### Exercise requirements
Which lines in the material below contain the word "ribbon"? Pull out each of those lines and copy it in full.

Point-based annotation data
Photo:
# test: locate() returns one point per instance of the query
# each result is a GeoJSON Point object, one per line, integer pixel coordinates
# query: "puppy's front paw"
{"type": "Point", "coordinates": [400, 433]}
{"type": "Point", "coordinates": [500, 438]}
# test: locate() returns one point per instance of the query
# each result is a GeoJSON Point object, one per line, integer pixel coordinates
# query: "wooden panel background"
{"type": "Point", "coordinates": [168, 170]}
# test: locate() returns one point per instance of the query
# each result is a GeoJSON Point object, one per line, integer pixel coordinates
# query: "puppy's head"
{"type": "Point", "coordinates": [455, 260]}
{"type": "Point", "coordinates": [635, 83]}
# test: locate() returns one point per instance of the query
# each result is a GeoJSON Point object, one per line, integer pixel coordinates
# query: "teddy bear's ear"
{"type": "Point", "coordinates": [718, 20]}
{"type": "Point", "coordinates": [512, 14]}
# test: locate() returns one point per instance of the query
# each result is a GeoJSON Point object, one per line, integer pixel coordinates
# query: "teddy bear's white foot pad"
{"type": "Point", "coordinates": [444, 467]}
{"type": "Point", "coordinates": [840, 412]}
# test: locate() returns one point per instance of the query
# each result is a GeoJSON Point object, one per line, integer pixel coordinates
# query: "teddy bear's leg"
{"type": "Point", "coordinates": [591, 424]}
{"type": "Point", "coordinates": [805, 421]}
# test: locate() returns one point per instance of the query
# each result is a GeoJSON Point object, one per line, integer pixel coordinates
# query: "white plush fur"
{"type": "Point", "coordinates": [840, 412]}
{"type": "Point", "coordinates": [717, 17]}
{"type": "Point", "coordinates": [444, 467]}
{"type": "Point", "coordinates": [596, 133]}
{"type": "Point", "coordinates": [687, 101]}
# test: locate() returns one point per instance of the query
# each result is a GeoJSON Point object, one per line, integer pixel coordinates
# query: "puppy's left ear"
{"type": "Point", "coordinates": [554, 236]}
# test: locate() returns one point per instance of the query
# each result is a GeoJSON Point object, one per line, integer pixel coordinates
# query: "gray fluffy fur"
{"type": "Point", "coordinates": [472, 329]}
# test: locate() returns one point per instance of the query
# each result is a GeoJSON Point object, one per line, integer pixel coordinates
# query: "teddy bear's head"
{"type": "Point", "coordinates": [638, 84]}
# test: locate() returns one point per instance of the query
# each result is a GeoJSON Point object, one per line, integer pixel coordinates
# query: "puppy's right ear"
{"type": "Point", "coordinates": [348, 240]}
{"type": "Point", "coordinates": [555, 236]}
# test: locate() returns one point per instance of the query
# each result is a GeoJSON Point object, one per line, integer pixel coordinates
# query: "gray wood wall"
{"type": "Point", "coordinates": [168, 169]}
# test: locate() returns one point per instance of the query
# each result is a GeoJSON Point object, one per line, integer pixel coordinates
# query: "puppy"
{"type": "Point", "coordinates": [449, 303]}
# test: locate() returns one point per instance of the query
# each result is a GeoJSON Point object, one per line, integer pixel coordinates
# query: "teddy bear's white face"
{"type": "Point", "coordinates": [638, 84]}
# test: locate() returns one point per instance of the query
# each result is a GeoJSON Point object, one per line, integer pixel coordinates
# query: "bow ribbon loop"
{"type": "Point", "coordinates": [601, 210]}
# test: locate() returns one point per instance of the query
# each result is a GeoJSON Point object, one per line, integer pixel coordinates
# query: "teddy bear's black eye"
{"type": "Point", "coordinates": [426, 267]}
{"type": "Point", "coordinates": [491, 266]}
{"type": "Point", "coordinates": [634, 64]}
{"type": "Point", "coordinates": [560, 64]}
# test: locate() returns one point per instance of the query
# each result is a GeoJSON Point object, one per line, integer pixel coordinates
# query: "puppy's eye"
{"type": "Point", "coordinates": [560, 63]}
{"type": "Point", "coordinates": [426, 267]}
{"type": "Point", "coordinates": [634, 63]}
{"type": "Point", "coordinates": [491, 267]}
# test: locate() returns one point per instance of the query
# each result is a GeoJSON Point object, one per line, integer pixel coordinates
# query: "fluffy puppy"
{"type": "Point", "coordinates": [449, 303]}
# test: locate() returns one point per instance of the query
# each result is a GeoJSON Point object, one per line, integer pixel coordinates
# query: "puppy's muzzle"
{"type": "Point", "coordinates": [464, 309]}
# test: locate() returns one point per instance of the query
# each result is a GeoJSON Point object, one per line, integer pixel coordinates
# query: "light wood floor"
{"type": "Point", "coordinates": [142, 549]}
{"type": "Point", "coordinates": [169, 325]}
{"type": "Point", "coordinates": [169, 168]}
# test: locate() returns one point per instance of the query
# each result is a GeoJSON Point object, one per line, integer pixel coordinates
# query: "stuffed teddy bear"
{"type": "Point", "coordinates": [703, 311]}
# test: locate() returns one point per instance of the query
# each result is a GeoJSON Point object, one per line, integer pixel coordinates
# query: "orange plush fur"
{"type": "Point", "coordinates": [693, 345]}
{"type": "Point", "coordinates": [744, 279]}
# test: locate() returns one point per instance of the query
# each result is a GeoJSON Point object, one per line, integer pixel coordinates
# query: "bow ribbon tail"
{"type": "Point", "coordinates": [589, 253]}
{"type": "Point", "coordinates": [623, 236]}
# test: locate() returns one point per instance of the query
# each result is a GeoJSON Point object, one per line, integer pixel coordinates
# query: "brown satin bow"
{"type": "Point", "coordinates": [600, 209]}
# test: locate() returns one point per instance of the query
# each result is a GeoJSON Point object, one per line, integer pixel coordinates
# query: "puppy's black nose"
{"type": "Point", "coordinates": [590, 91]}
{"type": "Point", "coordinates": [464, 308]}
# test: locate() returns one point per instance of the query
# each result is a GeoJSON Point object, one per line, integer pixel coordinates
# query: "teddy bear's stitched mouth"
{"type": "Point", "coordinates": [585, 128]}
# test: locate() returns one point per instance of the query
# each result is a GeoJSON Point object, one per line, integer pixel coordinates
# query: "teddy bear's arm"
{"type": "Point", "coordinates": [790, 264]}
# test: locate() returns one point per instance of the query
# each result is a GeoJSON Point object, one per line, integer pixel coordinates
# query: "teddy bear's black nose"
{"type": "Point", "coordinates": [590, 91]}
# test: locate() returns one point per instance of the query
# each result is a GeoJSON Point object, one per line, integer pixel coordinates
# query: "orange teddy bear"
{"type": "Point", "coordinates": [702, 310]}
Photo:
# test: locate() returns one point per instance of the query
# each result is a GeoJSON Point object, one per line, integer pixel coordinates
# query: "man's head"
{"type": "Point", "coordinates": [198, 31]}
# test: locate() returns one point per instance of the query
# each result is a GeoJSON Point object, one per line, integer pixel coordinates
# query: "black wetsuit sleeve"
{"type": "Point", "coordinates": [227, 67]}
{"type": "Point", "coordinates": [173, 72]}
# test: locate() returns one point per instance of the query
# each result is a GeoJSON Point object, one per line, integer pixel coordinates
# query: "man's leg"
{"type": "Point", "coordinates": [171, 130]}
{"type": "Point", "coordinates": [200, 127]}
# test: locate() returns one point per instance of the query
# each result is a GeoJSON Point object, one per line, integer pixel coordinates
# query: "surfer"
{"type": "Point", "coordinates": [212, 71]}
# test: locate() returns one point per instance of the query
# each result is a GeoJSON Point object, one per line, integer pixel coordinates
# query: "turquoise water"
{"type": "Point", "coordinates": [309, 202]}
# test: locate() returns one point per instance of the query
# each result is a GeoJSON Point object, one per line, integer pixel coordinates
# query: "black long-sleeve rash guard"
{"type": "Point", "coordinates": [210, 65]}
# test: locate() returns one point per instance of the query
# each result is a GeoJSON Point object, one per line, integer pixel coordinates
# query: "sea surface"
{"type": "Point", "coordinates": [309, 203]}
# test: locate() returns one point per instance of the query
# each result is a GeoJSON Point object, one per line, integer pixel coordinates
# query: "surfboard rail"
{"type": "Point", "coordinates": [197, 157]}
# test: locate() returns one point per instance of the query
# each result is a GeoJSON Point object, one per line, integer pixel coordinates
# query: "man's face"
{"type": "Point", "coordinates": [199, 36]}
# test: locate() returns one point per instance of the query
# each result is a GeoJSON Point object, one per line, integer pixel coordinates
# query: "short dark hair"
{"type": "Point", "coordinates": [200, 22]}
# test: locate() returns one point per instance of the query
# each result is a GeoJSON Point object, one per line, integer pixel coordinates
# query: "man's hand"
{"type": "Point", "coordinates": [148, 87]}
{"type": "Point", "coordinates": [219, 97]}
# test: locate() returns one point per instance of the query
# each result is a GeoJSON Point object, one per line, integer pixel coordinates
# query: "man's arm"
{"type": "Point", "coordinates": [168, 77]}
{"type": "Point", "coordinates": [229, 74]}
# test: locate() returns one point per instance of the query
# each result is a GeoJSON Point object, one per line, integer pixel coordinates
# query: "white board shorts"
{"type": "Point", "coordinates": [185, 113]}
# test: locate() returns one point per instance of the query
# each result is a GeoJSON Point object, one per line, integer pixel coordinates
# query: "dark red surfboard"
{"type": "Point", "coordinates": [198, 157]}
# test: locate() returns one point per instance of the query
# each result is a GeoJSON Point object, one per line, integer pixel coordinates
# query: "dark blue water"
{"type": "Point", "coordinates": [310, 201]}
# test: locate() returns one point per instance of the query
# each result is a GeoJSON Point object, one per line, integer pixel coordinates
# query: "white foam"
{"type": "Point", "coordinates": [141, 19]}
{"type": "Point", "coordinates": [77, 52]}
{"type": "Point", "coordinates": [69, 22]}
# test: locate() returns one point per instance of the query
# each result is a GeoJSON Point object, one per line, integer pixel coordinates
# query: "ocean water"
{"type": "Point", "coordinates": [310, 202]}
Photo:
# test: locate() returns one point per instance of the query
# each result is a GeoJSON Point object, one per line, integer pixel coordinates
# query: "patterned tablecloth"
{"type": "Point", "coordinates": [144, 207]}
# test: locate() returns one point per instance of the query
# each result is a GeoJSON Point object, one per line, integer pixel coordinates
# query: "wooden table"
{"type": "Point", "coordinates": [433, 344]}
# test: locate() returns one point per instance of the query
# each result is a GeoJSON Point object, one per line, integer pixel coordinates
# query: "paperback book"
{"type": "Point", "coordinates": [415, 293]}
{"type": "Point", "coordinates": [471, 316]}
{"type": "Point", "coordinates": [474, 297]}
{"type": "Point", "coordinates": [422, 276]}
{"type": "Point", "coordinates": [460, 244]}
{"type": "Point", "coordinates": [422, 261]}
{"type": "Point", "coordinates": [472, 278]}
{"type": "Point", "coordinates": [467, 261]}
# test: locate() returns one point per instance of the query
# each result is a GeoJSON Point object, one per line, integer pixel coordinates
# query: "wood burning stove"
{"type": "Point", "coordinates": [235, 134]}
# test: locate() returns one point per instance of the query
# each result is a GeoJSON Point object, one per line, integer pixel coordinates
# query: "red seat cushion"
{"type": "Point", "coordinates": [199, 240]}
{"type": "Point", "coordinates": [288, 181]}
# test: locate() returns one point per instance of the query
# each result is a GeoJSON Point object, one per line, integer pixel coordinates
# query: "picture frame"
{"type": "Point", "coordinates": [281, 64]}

### Finished exercise
# query: "bow ribbon loop"
# query: "bow ribbon tail"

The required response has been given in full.